- **Task directions**
Recast the part that opens with the line containing "Task: annotate each instance of the black curved" and closes with the line containing "x=120 y=104" as a two-column CSV headed instruction and output, with one row pairing the text with its answer. Quote each field, and turn line breaks into spaces.

- **Records shown**
——————————

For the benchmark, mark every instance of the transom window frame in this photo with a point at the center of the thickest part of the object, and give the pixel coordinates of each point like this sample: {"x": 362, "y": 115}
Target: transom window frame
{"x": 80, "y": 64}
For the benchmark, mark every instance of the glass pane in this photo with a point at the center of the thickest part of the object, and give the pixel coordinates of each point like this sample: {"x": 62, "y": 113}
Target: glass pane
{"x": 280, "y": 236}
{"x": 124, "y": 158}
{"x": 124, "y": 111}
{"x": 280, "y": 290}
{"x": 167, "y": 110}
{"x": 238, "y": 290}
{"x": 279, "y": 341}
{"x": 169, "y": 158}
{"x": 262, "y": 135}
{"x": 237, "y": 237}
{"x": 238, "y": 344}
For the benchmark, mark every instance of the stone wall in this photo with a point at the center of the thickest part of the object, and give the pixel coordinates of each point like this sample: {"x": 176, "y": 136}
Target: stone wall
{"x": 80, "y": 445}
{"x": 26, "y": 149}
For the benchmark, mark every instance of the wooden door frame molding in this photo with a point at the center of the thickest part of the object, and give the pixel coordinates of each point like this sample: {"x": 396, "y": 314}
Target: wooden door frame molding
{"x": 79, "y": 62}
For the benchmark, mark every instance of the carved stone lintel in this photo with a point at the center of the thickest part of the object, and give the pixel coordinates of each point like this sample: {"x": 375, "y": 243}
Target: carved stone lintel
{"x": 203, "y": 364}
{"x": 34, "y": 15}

——————————

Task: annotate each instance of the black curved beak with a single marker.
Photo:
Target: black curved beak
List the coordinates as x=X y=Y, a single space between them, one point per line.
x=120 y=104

——————————

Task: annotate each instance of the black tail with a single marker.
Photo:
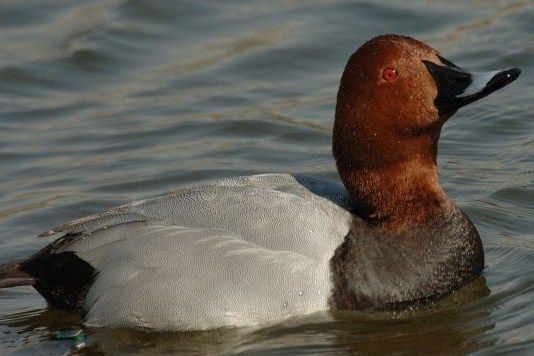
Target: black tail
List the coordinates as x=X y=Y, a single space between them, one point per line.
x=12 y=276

——————————

- **Answer to this task**
instruction,output
"Task: annotate each instance of the black curved beak with a single marker. Photo: Target: black curved beak List the coordinates as x=X y=Y, a single space between them, one point per line.","x=120 y=104"